**What to produce:** Repeat word for word the line with "wall mirror in the photo above." and every line after it until the records below run out.

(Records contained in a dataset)
★ ★ ★ ★
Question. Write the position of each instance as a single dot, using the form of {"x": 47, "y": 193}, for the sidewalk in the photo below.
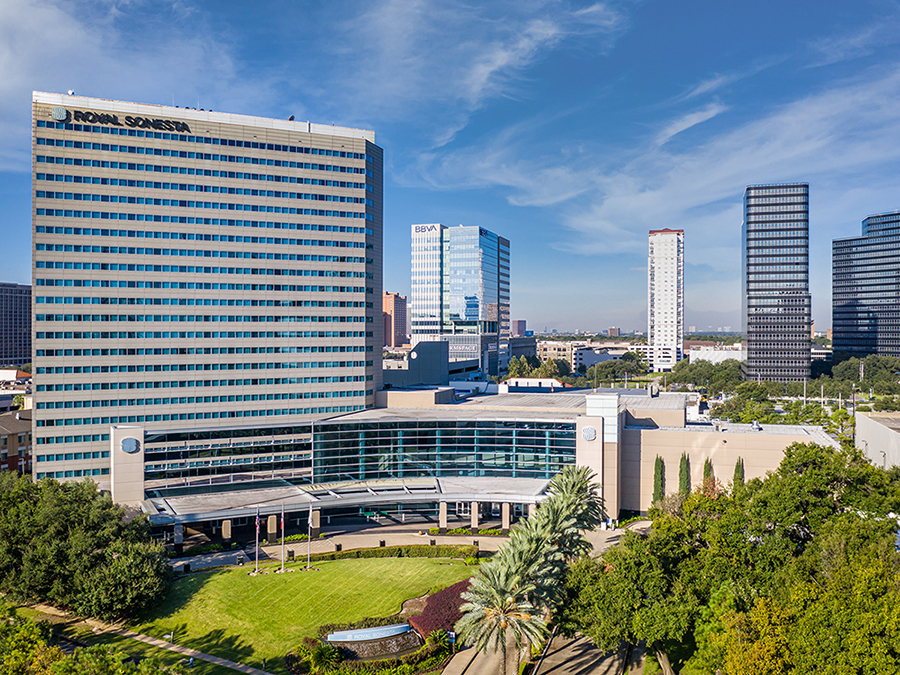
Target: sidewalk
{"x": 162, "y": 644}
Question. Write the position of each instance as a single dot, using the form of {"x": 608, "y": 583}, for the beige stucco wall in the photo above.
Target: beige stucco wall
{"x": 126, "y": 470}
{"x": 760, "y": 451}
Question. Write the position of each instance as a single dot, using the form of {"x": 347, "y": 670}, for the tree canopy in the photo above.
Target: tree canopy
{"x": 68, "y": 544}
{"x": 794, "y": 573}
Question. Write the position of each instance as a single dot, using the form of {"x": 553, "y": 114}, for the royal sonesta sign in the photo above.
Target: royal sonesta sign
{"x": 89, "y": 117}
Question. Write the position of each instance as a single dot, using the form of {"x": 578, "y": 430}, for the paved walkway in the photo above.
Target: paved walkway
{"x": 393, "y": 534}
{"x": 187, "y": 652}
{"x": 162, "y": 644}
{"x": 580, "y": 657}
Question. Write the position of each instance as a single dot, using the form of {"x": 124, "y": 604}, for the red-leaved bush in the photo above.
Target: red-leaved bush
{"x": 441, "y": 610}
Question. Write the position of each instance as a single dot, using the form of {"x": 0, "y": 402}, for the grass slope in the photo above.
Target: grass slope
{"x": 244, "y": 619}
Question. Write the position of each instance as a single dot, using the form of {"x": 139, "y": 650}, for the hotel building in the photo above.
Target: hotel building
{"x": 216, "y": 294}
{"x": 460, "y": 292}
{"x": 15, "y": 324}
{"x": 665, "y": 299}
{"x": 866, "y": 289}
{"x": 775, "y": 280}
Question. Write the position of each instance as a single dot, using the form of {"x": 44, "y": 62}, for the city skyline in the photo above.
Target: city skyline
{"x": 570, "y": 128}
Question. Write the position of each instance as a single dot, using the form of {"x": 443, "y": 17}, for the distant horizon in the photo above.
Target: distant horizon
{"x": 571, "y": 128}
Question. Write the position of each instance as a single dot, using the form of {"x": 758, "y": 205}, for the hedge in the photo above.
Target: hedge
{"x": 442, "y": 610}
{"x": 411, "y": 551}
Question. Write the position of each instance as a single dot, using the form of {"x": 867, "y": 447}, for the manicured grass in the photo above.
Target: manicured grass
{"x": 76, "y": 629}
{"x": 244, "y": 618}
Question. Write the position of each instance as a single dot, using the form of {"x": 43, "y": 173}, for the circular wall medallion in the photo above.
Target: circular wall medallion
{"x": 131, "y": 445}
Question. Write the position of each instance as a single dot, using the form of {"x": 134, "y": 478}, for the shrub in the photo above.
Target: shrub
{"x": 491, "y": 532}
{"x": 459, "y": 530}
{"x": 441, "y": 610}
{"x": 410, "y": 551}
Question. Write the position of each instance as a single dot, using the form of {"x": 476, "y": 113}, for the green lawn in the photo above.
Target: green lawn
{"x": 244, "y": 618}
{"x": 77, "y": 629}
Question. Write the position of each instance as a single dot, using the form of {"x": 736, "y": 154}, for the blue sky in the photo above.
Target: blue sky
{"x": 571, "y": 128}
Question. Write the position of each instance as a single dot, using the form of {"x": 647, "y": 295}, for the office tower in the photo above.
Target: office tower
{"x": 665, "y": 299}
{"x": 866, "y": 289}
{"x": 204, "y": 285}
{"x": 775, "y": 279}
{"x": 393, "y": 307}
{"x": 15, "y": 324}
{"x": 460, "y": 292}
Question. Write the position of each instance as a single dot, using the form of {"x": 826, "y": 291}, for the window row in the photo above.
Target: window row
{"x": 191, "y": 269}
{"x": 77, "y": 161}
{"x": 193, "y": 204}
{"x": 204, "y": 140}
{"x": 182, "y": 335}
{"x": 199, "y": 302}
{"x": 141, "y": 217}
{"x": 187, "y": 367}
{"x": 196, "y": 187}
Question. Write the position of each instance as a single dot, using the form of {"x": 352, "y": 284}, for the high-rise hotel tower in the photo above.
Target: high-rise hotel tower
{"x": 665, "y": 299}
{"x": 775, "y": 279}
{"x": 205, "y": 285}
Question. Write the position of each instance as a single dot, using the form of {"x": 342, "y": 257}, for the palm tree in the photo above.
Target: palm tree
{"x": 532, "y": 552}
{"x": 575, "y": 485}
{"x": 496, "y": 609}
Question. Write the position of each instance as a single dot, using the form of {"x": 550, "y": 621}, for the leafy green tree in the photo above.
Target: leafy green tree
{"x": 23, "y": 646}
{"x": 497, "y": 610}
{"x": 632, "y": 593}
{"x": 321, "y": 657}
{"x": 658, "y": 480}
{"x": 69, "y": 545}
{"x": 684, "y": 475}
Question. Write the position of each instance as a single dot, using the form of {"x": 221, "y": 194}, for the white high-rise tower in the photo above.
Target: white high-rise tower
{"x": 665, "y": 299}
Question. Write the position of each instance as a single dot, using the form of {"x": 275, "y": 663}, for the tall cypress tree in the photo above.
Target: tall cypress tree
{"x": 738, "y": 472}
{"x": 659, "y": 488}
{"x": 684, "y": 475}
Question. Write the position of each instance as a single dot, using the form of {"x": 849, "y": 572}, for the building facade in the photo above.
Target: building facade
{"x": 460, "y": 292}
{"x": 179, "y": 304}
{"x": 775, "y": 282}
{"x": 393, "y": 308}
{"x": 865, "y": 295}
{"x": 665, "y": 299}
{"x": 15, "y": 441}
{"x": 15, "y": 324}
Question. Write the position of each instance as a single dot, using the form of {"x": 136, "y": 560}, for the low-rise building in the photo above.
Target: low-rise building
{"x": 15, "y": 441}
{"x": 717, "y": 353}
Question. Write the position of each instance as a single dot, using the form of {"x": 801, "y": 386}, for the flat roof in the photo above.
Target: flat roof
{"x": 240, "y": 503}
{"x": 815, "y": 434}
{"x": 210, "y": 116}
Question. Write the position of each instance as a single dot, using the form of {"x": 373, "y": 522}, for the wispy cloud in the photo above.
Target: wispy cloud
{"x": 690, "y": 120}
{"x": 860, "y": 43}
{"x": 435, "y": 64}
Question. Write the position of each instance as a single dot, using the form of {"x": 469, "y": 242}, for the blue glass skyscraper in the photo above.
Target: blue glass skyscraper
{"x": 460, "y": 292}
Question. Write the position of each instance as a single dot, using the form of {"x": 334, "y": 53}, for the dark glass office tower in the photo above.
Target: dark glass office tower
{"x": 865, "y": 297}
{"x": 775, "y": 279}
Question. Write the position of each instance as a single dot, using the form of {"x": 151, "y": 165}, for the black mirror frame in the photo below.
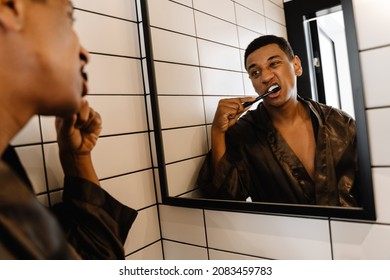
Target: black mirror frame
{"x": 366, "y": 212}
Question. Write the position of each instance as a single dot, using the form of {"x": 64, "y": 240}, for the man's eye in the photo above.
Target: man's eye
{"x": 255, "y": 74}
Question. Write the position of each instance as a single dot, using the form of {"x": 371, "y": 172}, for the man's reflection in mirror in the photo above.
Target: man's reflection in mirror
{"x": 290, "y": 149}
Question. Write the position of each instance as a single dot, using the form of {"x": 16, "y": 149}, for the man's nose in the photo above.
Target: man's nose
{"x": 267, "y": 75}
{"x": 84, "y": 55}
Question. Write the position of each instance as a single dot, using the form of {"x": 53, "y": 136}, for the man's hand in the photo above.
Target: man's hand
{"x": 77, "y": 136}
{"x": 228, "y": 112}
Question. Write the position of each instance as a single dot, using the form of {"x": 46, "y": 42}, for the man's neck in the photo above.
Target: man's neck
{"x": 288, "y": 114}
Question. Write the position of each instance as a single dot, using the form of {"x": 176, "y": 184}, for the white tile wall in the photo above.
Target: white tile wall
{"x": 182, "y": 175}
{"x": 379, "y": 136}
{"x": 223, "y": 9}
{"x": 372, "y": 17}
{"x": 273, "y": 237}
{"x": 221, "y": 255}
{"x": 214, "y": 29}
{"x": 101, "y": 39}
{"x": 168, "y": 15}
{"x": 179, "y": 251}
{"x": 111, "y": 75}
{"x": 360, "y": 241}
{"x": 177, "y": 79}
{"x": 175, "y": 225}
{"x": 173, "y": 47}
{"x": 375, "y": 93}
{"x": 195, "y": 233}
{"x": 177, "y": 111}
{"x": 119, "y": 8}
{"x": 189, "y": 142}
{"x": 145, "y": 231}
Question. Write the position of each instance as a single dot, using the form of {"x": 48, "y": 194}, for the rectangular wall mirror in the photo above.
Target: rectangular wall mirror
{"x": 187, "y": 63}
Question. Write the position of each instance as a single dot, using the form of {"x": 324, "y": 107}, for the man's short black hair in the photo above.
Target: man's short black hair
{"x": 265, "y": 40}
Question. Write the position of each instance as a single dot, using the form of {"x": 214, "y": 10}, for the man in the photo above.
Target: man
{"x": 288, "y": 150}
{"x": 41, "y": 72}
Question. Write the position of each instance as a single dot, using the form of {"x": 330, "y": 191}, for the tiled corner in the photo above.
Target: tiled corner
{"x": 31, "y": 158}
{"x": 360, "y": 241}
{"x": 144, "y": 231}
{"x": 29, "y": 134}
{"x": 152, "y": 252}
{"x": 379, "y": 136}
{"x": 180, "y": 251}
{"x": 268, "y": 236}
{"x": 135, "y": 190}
★ ★ ★ ★
**Problem solution:**
Question. Write the position of each instance as a single dot, using the form of {"x": 48, "y": 194}, for the rectangular wall mirror in the photo above.
Target: rectangular wall mirror
{"x": 187, "y": 63}
Question. Write the position of each instance as a single dot, using the form of {"x": 324, "y": 107}, for the man's short black hair in the photo above.
Target: man's short black hair
{"x": 265, "y": 40}
Question. Write the position of each instance as a single dot, using the form of {"x": 214, "y": 10}, for the man in the photo above.
Target: man
{"x": 288, "y": 150}
{"x": 41, "y": 72}
Question. Write the position of each instance as a single dot, using the form of {"x": 330, "y": 191}, for the tiled corner in the photo above.
Target: tiled corner
{"x": 31, "y": 158}
{"x": 360, "y": 241}
{"x": 144, "y": 231}
{"x": 29, "y": 134}
{"x": 152, "y": 252}
{"x": 379, "y": 136}
{"x": 180, "y": 251}
{"x": 268, "y": 236}
{"x": 135, "y": 190}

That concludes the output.